> **Passage to read**:

- - -

2. Thermal Infrared Remote Sensing.
3. Microwave Remote Sensing.
1.1 Bands Used in Remote Sensing
Emission of EMR (Electro-Magnetic Radiation) from gases is due to atoms and molecules in the gas. Atoms consist of a positively charged nucleus surrounded by orbiting electrons, which have discrete energy states. Transition of electrons from one energy state to the other leads to emission of radiation at discrete wavelengths. The resulting spectrum is called line spectrum. Molecules possess rotational and vibration energy states, the transition between which leads to emission of radiation in a band spectrum. The wavelengths, which are emitted by atoms/molecules, are also the ones, which are absorbed by them. Emission from solids and liquids occurs when they are heated and results in a continuous spectrum. This is called thermal emission and it is an important source of EMR from the viewpoint of remote sensing.
The Electro-Magnetic Radiation (EMR), which is reflected or emitted from an object, is the usual source of Remote Sensing data. However, any medium, such as gravity or magnetic fields, can be used in remote sensing.
Remote Sensing Technology makes use of the wide range Electro-Magnetic Spectrum (EMS) from a very short wave "Gamma Ray" to a very long 'Radio Wave'.
Wavelength regions of electro-magnetic radiation have different names ranging from Gamma ray, X-ray, Ultraviolet (UV), visible light, Infrared (IR) to Radio Wave, in order from the shorter wavelengths.
The optical wavelength region, an important region for remote sensing applications, is further subdivided as follows:

Name Wavelength (µm)
 Optical wavelength 0.30-15.0
 Reflective 0.38-3.00
1. Portion Visible 0.38-0.72
2. Near IR 0.72-1.30
3. Middle IR 1.30-3.00
 Far IR (Thermal, Emissive) 7.00-15.0

Microwave region (1mm to 1m) is another portion of EM spectrum that is frequently used to gather valuable remote sensing information
1.3 Basic components of remote sensing satellite:-
The basic components of an ideal remote-sensing system are:
• A uniform energy source. This source will provide energy over all wavelengths, at a constant, known, high level of output, irrespective of time and place.
• A non-interfering atmosphere. This will be an atmosphere that will not modify the energy from the source in any manner, whether that energy is on its way to earth's surface or coming from it. Again, ideally this will hold irrespective of wavelength, time, place, and sensing altitude involved.

- - -

> **Supplied data**:
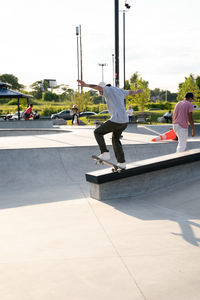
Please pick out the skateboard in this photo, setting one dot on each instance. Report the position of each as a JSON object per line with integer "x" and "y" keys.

- - -

> **Work instructions**:
(1) In the remote sensing passage, which names does it give for the wavelength regions of electro-magnetic radiation, from shortest wavelength to longest?
(2) Could you write the next part of the remote sensing passage, beginning after its final sentence?

> **Response list**:
(1) Gamma ray, X-ray, Ultraviolet (UV), visible light, Infrared (IR), Radio Wave

(2)
• A series of unique energy/matter interaction at the earth's surface. These interactions will generate reflected and/or emitted signals that are not only selective in respect to wavelengths, but also are known, invariant, and unique to each and every earth surface feature type and subtype of interest
• A super sensor. This will be a sensor, highly sensitive to all wavelengths, yielding spatially detailed data on the absolute brightness (or radiance) from a scene (a function of wavelength), throughout the spectrum. This super sensor will be simple and reliable, require, virtually no power or space, and be accurate and economical to operate.
• A real-time data handling system. In this system, the instant the radiance versus wavelength response over a terrain element is generated; it will be processed into an interpretable format and recognized as being unique to the particular terrain element from which it comes. This processing will be performed nearly instantaneously (real time), providing timely information. Because of the consistent nature of the energy/matter interactions, there will be no need for reference data in the analytical procedure. The derived data will provide insight into the physical-chemical-biological state of each feature of interest.
• Multiple data users. These people will have comprehensive knowledge of both their respective disciplines and of remote-sensing data acquisition and analysis techniques. The same set of data will become various forms of information for different users, because of their vast knowledge about the particular earth resources being used.
• Unfortunately, an ideal remote-sensing system, as described above, does not exist. Real remote-sensing systems fall short of the ideal at virtually every point in the sequence outlined.